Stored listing
==========

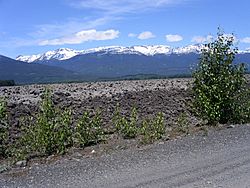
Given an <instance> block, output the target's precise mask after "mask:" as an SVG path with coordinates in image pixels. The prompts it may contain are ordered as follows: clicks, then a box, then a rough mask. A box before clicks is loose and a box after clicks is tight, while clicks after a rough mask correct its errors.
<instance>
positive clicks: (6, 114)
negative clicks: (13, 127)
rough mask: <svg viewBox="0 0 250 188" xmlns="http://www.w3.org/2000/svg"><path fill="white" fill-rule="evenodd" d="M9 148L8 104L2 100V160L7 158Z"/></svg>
mask: <svg viewBox="0 0 250 188" xmlns="http://www.w3.org/2000/svg"><path fill="white" fill-rule="evenodd" d="M7 147H8V123H7V110H6V102H5V101H4V100H3V99H0V158H1V157H5V156H6V154H7Z"/></svg>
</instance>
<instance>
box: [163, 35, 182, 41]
mask: <svg viewBox="0 0 250 188" xmlns="http://www.w3.org/2000/svg"><path fill="white" fill-rule="evenodd" d="M166 40H167V41H168V42H179V41H182V40H183V37H182V36H180V35H172V34H170V35H166Z"/></svg>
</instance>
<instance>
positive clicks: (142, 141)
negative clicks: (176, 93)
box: [140, 113, 166, 143]
mask: <svg viewBox="0 0 250 188" xmlns="http://www.w3.org/2000/svg"><path fill="white" fill-rule="evenodd" d="M140 131H141V133H142V135H143V137H142V142H143V143H151V142H153V141H154V140H158V139H161V138H162V137H163V136H164V135H165V133H166V127H165V125H164V117H163V114H162V113H158V114H157V116H156V117H155V118H154V119H152V120H149V119H146V120H144V121H143V122H142V127H141V130H140Z"/></svg>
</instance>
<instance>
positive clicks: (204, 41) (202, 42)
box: [191, 35, 213, 43]
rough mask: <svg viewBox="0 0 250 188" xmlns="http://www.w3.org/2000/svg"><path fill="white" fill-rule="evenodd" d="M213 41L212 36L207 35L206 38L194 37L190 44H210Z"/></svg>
mask: <svg viewBox="0 0 250 188" xmlns="http://www.w3.org/2000/svg"><path fill="white" fill-rule="evenodd" d="M212 40H213V36H212V35H207V36H206V37H204V36H194V37H193V38H192V40H191V42H195V43H206V42H211V41H212Z"/></svg>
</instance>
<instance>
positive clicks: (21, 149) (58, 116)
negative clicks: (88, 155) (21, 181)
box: [17, 89, 73, 156]
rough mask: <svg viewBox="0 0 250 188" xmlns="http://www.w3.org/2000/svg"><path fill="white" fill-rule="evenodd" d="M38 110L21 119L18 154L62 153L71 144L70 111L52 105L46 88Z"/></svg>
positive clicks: (18, 143) (70, 123)
mask: <svg viewBox="0 0 250 188" xmlns="http://www.w3.org/2000/svg"><path fill="white" fill-rule="evenodd" d="M40 108H41V109H40V112H39V113H38V114H37V115H35V116H34V117H26V118H24V121H23V130H22V131H23V134H24V135H23V136H22V138H21V139H20V141H19V142H18V147H20V149H17V150H19V152H18V153H19V154H21V156H26V155H28V154H32V153H37V154H38V155H51V154H53V153H60V154H63V153H65V152H66V148H67V147H69V146H71V145H72V143H73V140H72V130H71V128H70V125H71V123H72V118H71V111H69V110H65V111H63V112H62V111H61V110H59V109H57V108H55V106H54V105H53V102H52V99H51V94H50V92H49V90H47V89H46V91H45V93H44V96H43V100H42V103H41V106H40Z"/></svg>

==========

# What is needed
Transcribe the listing from its start through the line "negative clicks: (13, 127)", leaving out the picture.

# Response to this task
Given an <instance> block, output the target's precise mask after "mask:" as an SVG path with coordinates in image pixels. The prompts it may contain are ordered as follows: clicks, then a box, then a rough mask. A box before clicks is loose and a box after clicks is tight, while clicks after a rough mask correct its errors.
<instance>
positive clicks: (6, 114)
negative clicks: (13, 127)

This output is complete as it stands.